Исходный текст:
Человек с золотым ключом - Гилберт Честертон
Шрифт:
Интервал:
Закладка:
Этот перепад оказывал невиданное действие. Весь зал вставал, воя от восторга, а бедный исследователь бельгийской битвы оставался в одиночестве. Да, именно — в одиночестве. Тут и видно, как тонко сочетание Франции с Англией, особенно английская его часть. Англичане — островитяне; они ограниченны, очерчены, но совсем не глупы. При прочих равных условиях они восхитятся французом, который гордится, что он француз, как восхищались маршалом Наполеона на коронации королевы; скорее восхитятся, чем напомнят ему о поражении. А вот и другой пример. Нам с детства твердят о чем‑то, именуемом французской риторикой. Мы забыли, к нашему стыду, что есть и риторика английская. Если не считать иронию его научных ответов, Беллок был чисто английским оратором. Точно так же мог говорить Коббет или Фокс в те дни, когда английский радикал мог обращаться к английской толпе. Это стало труднее, поскольку почти все англичане превратились в поддельных лондонцев. Риторика Вестминстера становилась все напыщенней и лицемерней, острословие Уайтчепела — все резче и поверхностней. Но даже в мое время можно было услышать голос английского демагога, мужественно, как его предки, говорившего простым языком о простых вещах. Особенно умел это (когда хотел) старый добрый Джон Бернс. Я беседовал с ним и голосовал за него, когда жил в Баттерси. Вот пример: вполне естественно, что человеку, который призывал докеров к стачке, а потом вошел в кабинет министров, досаждают более мятежные группы, словно это потухший вулкан или сдавшаяся крепость. Но Бернс знал, как тут быть, когда обращался к демократам, — он шел прямо к делу, а не удалялся в дебри законнических мнимостей. Как‑то на митинге в Баттерси к нему пристали социалисты, допытываясь, почему он не возражал, когда выделили деньги королеве Марии или ка- кой‑то принцессе, родившей сына. Нетрудно представить, как либерально — лейбористский карьерист, проникающий через парламент в правящие классы, стал бы объясняться на языке Палат. Джон Бернс сказал: «У меня есть мать и жена. Если вы хотите, чтобы я публично оскорбил женщину, которая только что родила ребенка, я этого делать не буду». Вот вам английская риторика. Она не хуже всех других.

Строки:
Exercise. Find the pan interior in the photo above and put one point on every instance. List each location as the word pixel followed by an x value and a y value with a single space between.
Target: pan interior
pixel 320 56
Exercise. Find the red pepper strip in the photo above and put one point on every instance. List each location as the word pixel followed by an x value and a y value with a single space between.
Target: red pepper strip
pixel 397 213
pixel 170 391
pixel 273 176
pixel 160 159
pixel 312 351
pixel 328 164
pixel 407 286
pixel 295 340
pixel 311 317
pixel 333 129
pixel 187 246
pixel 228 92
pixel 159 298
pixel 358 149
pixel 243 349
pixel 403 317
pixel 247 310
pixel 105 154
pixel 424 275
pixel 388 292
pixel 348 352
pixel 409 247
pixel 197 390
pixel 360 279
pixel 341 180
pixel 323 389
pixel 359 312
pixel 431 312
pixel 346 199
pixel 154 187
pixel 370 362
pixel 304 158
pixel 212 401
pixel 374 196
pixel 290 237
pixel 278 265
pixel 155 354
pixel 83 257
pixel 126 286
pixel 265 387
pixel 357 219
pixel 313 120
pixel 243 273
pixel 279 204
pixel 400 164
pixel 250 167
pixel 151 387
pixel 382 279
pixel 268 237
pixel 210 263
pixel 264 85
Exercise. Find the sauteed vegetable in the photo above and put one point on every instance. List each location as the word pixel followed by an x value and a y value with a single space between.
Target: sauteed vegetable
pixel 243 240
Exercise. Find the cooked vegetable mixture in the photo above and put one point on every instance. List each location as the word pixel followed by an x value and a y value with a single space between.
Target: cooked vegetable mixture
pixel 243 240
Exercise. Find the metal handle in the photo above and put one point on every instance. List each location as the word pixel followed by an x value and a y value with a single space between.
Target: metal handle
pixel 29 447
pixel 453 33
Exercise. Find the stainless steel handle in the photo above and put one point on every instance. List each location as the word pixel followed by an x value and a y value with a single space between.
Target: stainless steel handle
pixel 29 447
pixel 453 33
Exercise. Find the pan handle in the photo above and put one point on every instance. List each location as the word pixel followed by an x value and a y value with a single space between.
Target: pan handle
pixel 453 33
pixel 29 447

Задание A:
Согласно исходному тексту, где жил рассказчик, когда беседовал с Джоном Бернсом и голосовал за него?
Задание B:
Преобразуйте в JSON-список строк отрезок строк под исходным текстом, начиная с самой первой из них и заканчивая строкой, содержащей «pixel 320 56». Обе границы включаются, а каждой строке соответствует одна строка списка без учета пустых.

Результат A:
В Баттерси.

Результат B:
[
  "Exercise. Find the pan interior in the photo above and put one point on every instance. List each location as the word pixel followed by an x value and a y value with a single space between.",
  "Target: pan interior",
  "pixel 320 56"
]